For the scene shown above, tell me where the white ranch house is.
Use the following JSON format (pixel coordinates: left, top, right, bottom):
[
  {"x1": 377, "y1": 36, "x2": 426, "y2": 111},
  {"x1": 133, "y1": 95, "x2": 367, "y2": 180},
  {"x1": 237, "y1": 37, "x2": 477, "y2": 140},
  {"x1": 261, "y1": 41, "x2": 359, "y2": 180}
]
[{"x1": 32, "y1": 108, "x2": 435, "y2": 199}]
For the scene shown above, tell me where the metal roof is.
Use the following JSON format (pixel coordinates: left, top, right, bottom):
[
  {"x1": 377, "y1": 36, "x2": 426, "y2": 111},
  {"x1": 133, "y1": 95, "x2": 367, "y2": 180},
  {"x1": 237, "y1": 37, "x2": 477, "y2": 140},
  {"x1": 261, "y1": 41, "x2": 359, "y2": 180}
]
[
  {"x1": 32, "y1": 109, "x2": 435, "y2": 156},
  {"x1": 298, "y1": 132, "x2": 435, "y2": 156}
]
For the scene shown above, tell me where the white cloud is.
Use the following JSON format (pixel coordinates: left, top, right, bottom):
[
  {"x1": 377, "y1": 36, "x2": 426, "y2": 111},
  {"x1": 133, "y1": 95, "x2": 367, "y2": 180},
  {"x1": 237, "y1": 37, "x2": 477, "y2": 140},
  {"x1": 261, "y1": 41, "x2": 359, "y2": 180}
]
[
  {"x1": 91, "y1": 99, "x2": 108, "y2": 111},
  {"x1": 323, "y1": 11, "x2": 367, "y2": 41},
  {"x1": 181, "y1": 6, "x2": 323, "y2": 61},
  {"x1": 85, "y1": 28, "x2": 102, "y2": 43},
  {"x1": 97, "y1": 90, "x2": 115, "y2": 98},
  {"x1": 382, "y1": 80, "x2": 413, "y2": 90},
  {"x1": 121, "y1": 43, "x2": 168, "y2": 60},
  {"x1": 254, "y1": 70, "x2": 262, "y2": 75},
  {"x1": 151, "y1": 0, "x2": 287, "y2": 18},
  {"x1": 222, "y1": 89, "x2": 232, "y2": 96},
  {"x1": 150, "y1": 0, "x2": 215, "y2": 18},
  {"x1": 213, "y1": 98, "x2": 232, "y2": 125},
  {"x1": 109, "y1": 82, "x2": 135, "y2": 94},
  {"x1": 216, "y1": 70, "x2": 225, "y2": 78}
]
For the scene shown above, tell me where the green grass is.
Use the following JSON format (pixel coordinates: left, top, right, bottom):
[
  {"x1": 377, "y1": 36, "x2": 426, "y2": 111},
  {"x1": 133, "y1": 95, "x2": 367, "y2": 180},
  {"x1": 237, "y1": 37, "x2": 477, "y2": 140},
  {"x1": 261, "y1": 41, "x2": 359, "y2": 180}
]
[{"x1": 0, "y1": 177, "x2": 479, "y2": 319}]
• • • • •
## WHAT YOU HAVE TO DO
Restate the listing above word for word.

## EXERCISE ANSWER
For the scene shown above, tell me where the white ranch house is.
Use the following JSON format (pixel coordinates: left, top, right, bottom):
[
  {"x1": 377, "y1": 36, "x2": 426, "y2": 111},
  {"x1": 133, "y1": 95, "x2": 367, "y2": 180},
  {"x1": 237, "y1": 37, "x2": 477, "y2": 140},
  {"x1": 261, "y1": 41, "x2": 359, "y2": 180}
]
[{"x1": 32, "y1": 108, "x2": 435, "y2": 199}]
For the scene shown above, tell me where the metal roof is.
Use the following JSON format (pixel coordinates: left, top, right, bottom):
[
  {"x1": 377, "y1": 36, "x2": 426, "y2": 111},
  {"x1": 133, "y1": 95, "x2": 367, "y2": 180},
  {"x1": 237, "y1": 37, "x2": 477, "y2": 140},
  {"x1": 261, "y1": 41, "x2": 359, "y2": 180}
]
[
  {"x1": 32, "y1": 109, "x2": 435, "y2": 156},
  {"x1": 298, "y1": 132, "x2": 435, "y2": 156}
]
For the scene shown above, tell me where the white cloud is.
Use the following JSON format (pixel coordinates: left, top, right, bottom):
[
  {"x1": 377, "y1": 36, "x2": 426, "y2": 111},
  {"x1": 133, "y1": 95, "x2": 367, "y2": 180},
  {"x1": 237, "y1": 37, "x2": 477, "y2": 140},
  {"x1": 261, "y1": 41, "x2": 359, "y2": 180}
]
[
  {"x1": 91, "y1": 99, "x2": 108, "y2": 111},
  {"x1": 323, "y1": 11, "x2": 367, "y2": 41},
  {"x1": 181, "y1": 6, "x2": 323, "y2": 61},
  {"x1": 85, "y1": 28, "x2": 102, "y2": 43},
  {"x1": 97, "y1": 90, "x2": 115, "y2": 98},
  {"x1": 382, "y1": 80, "x2": 413, "y2": 90},
  {"x1": 121, "y1": 43, "x2": 168, "y2": 60},
  {"x1": 254, "y1": 70, "x2": 262, "y2": 75},
  {"x1": 151, "y1": 0, "x2": 287, "y2": 18},
  {"x1": 222, "y1": 89, "x2": 232, "y2": 96},
  {"x1": 150, "y1": 0, "x2": 215, "y2": 18},
  {"x1": 213, "y1": 98, "x2": 232, "y2": 125},
  {"x1": 109, "y1": 82, "x2": 135, "y2": 94},
  {"x1": 216, "y1": 70, "x2": 225, "y2": 78}
]
For the scene shown above, tell me where the green grass is.
Use the following JSON format (pixel coordinates: left, top, right, bottom):
[
  {"x1": 377, "y1": 36, "x2": 426, "y2": 111},
  {"x1": 133, "y1": 95, "x2": 367, "y2": 180},
  {"x1": 237, "y1": 37, "x2": 477, "y2": 140},
  {"x1": 261, "y1": 41, "x2": 359, "y2": 180}
]
[{"x1": 0, "y1": 177, "x2": 479, "y2": 319}]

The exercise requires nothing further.